* EXERCISE AIM:
If a line of the records contains the word "oven", list it.
Segment Start: INFORMATION
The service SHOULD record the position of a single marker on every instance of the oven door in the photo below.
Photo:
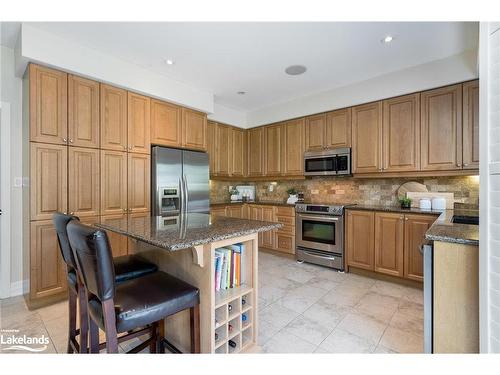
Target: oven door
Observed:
Segment End: INFORMATION
Segment Start: INFORMATION
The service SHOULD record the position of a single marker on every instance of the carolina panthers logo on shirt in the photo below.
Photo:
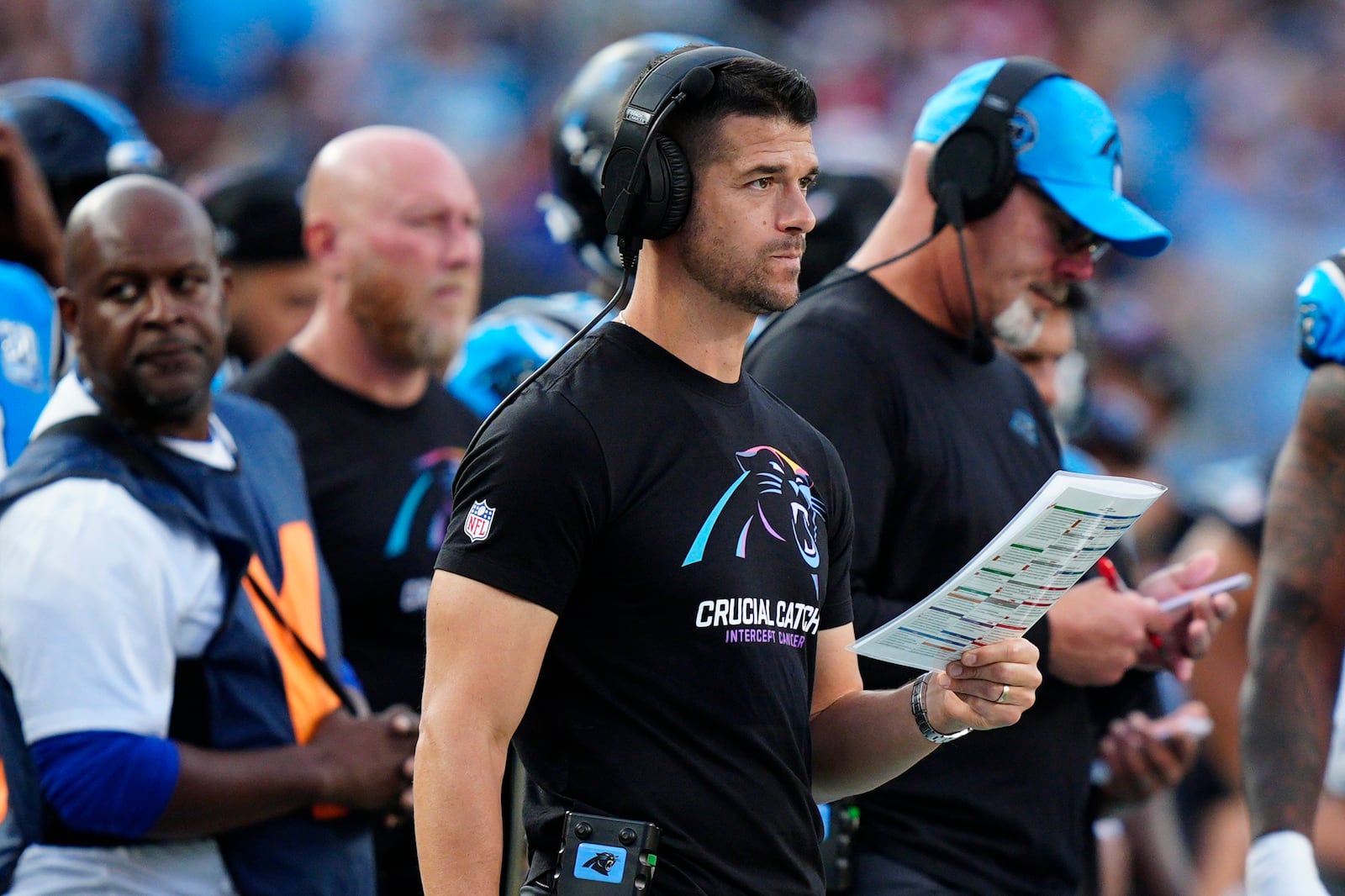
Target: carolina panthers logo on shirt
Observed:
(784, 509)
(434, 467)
Segment End: INFORMATION
* OUTPUT FOR THIS TASK:
The service SHOULD record the position of a single marker on every instance of the oven door in the photo below.
Target: oven door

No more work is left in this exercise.